start The records

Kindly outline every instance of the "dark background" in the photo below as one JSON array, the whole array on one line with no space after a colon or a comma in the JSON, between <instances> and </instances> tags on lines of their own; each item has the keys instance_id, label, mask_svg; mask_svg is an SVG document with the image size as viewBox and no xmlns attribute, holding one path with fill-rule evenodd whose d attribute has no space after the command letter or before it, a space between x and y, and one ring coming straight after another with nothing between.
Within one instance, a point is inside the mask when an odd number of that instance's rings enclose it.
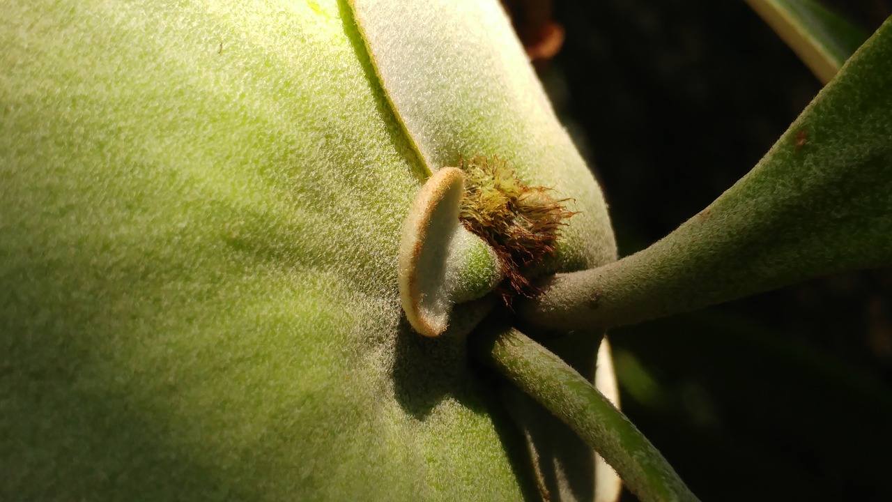
<instances>
[{"instance_id":1,"label":"dark background","mask_svg":"<svg viewBox=\"0 0 892 502\"><path fill-rule=\"evenodd\" d=\"M566 33L537 67L595 166L621 255L731 187L822 87L742 1L507 4L525 44ZM889 1L826 4L867 32L892 14ZM624 411L702 499L892 500L892 269L610 337Z\"/></svg>"}]
</instances>

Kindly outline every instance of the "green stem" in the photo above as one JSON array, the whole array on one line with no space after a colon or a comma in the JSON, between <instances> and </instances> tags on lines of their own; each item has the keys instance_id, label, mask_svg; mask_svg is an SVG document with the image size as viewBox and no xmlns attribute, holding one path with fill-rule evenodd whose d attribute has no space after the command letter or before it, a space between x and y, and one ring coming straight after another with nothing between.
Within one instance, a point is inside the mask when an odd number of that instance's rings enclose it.
<instances>
[{"instance_id":1,"label":"green stem","mask_svg":"<svg viewBox=\"0 0 892 502\"><path fill-rule=\"evenodd\" d=\"M642 502L696 501L665 458L600 392L515 329L472 338L472 354L566 423Z\"/></svg>"}]
</instances>

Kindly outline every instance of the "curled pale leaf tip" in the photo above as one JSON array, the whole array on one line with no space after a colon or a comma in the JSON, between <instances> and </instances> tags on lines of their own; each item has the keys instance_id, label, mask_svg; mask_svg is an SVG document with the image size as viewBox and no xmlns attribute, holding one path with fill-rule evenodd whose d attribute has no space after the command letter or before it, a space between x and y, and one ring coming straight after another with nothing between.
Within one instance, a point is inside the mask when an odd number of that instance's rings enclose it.
<instances>
[{"instance_id":1,"label":"curled pale leaf tip","mask_svg":"<svg viewBox=\"0 0 892 502\"><path fill-rule=\"evenodd\" d=\"M455 304L483 297L502 279L497 254L458 222L464 178L452 167L435 172L403 225L400 298L409 323L428 337L446 330Z\"/></svg>"}]
</instances>

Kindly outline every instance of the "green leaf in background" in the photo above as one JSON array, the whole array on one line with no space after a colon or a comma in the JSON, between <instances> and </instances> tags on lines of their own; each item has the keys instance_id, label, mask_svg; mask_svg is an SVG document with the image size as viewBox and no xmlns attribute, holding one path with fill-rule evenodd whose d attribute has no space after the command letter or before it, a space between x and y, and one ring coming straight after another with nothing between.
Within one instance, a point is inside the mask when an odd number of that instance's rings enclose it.
<instances>
[{"instance_id":1,"label":"green leaf in background","mask_svg":"<svg viewBox=\"0 0 892 502\"><path fill-rule=\"evenodd\" d=\"M640 253L547 280L518 313L548 329L617 326L892 263L890 88L887 21L712 205Z\"/></svg>"},{"instance_id":2,"label":"green leaf in background","mask_svg":"<svg viewBox=\"0 0 892 502\"><path fill-rule=\"evenodd\" d=\"M587 208L561 266L602 264L599 191L481 8L423 25L462 79L425 96L465 113L434 137L559 178ZM0 46L0 499L524 498L475 314L436 340L402 317L428 159L344 3L12 2Z\"/></svg>"},{"instance_id":3,"label":"green leaf in background","mask_svg":"<svg viewBox=\"0 0 892 502\"><path fill-rule=\"evenodd\" d=\"M747 0L822 82L827 83L868 34L814 0Z\"/></svg>"}]
</instances>

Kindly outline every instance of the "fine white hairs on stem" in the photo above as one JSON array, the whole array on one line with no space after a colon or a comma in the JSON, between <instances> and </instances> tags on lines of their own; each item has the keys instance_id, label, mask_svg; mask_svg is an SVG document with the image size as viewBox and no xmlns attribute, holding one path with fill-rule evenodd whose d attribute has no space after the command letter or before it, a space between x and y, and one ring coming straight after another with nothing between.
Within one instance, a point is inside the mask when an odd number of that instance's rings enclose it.
<instances>
[{"instance_id":1,"label":"fine white hairs on stem","mask_svg":"<svg viewBox=\"0 0 892 502\"><path fill-rule=\"evenodd\" d=\"M400 299L406 317L427 337L442 333L452 306L479 298L502 279L495 252L458 221L465 175L446 167L418 193L400 241Z\"/></svg>"}]
</instances>

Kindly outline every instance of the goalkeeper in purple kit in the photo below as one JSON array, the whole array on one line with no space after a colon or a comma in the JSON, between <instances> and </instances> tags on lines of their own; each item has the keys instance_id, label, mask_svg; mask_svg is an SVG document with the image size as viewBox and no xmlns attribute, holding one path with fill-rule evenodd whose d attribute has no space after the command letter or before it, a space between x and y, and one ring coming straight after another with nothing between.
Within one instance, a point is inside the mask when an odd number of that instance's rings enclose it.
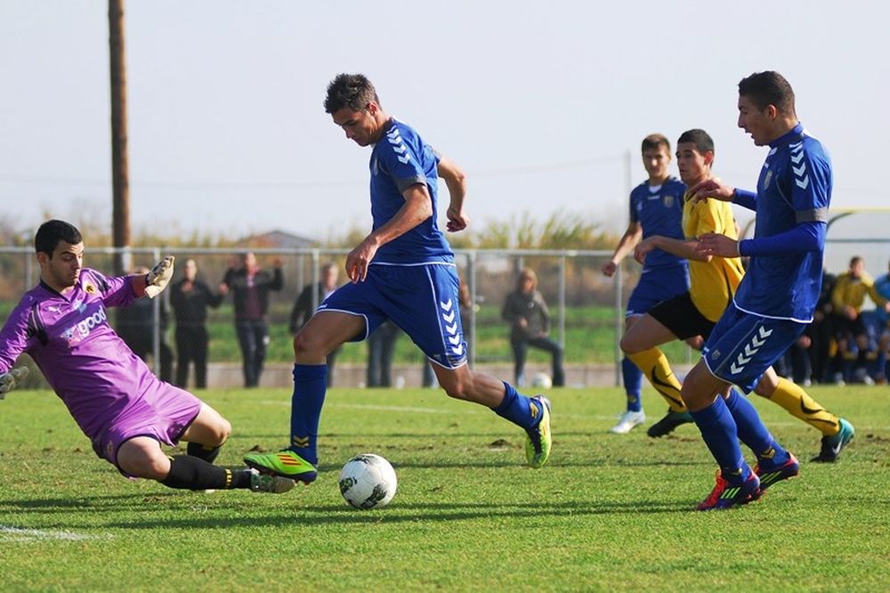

end The records

Task
Rewrite the data above, replacing each "Kindly outline" with "Please outline" and keeping everything else the same. Leave the pictures out.

Output below
Please outline every instance of the "dark background" in the photo below as one JSON array, the whole array on one line with no space after a colon or a comma in the JSON, between <instances> and </instances> tags on lines of their own; each item has the keys instance_id, label, mask_svg; mask_svg is an SVG document with the image size as viewBox and no xmlns attribute, holding one path with fill-rule evenodd whose d attribute has no space after the command letter or before it, a space between x and y, and one ring coming straight after another with nothing between.
Within one instance, a point is inside the mask when an odd number of that instance's rings enclose it.
<instances>
[{"instance_id":1,"label":"dark background","mask_svg":"<svg viewBox=\"0 0 892 502\"><path fill-rule=\"evenodd\" d=\"M566 33L537 67L595 166L621 255L731 187L822 87L742 1L507 4L525 44ZM889 1L826 4L867 32L892 14ZM624 411L702 499L892 500L892 269L610 337Z\"/></svg>"}]
</instances>

Please outline every instance of the "green stem" in the photo above as one JSON array, the whole array on one line with no space after a colon or a comma in the JSON, between <instances> and </instances> tags on lines of their own; each item has the keys instance_id, label, mask_svg; mask_svg is an SVG document with the image size as viewBox and no xmlns attribute, holding one path with fill-rule evenodd whose d attribute has no space after the command letter or before it, a space between x and y, and one ring coming straight after another with nothing between.
Within one instance, a point is inside the mask when an odd number of that instance's rings enclose it.
<instances>
[{"instance_id":1,"label":"green stem","mask_svg":"<svg viewBox=\"0 0 892 502\"><path fill-rule=\"evenodd\" d=\"M642 502L696 501L665 458L600 392L515 329L472 338L472 354L566 423Z\"/></svg>"}]
</instances>

Please outline every instance of the "curled pale leaf tip" in the photo above as one JSON array, the whole array on one line with no space after a colon or a comma in the JSON, between <instances> and </instances> tags on lines of their own; each item has the keys instance_id, label, mask_svg; mask_svg is an SVG document with the image size as viewBox and no xmlns attribute, holding one path with fill-rule evenodd whose d attribute has no space after the command letter or before it, a space between x and y, and one ring coming straight after another with nothing between.
Within one instance, a point is inside the mask when an odd number of that instance's rings enclose it.
<instances>
[{"instance_id":1,"label":"curled pale leaf tip","mask_svg":"<svg viewBox=\"0 0 892 502\"><path fill-rule=\"evenodd\" d=\"M455 304L483 297L502 279L497 254L458 222L464 178L452 167L435 172L403 225L400 298L409 323L428 337L446 330Z\"/></svg>"}]
</instances>

Please outline every instance of the "green leaf in background" in the photo above as one JSON array, the whole array on one line with no space after a colon or a comma in the JSON, between <instances> and </instances> tags on lines of their own; each item has the keys instance_id, label, mask_svg; mask_svg is an SVG document with the image size as viewBox and no xmlns attribute, holding one path with fill-rule evenodd whose d attribute has no space after the command letter or before it, a space between x and y, and one ring coming straight after another with nothing between.
Within one instance, a point is inside the mask when an odd number of that instance's rings enclose it.
<instances>
[{"instance_id":1,"label":"green leaf in background","mask_svg":"<svg viewBox=\"0 0 892 502\"><path fill-rule=\"evenodd\" d=\"M640 253L547 280L518 313L548 329L617 326L892 263L890 88L887 21L712 205Z\"/></svg>"},{"instance_id":2,"label":"green leaf in background","mask_svg":"<svg viewBox=\"0 0 892 502\"><path fill-rule=\"evenodd\" d=\"M587 208L561 266L602 264L599 191L481 8L423 25L462 79L425 96L465 113L434 137L559 178ZM0 46L0 499L524 498L475 314L436 340L402 317L428 159L344 3L12 2Z\"/></svg>"},{"instance_id":3,"label":"green leaf in background","mask_svg":"<svg viewBox=\"0 0 892 502\"><path fill-rule=\"evenodd\" d=\"M747 0L822 82L827 83L868 34L814 0Z\"/></svg>"}]
</instances>

Please outline every instance of the "fine white hairs on stem" in the photo above as one JSON array, the whole array on one line with no space after a colon or a comma in the JSON, between <instances> and </instances> tags on lines of their own; each item has the keys instance_id, label, mask_svg; mask_svg is an SVG document with the image size as viewBox and no xmlns attribute, holding one path with fill-rule evenodd whose d attribute has no space after the command letter or before it, a space between x and y, and one ring coming straight after another with nothing between.
Within one instance, a point is inside the mask when an odd number of that instance's rings enclose it.
<instances>
[{"instance_id":1,"label":"fine white hairs on stem","mask_svg":"<svg viewBox=\"0 0 892 502\"><path fill-rule=\"evenodd\" d=\"M400 299L406 317L427 337L442 333L452 306L479 298L502 279L495 252L458 221L465 175L446 167L418 193L400 241Z\"/></svg>"}]
</instances>

Please outline every instance of the goalkeeper in purple kit in the photo below as one JSON array, the whole array on one line with no space after a colon or a comma in the JSON, between <instances> and </instances> tags on lines of their own; each item has the keys instance_id, label, mask_svg; mask_svg is an SVG document with the image size as viewBox and no xmlns attribute, holding one path with fill-rule evenodd whose d attribute has no space after the command letter or before it, a space between x and y, and one ring coming straight after another with nothing between.
Within one instance, a point is inside the mask when an odd number of that instance's rings enclose it.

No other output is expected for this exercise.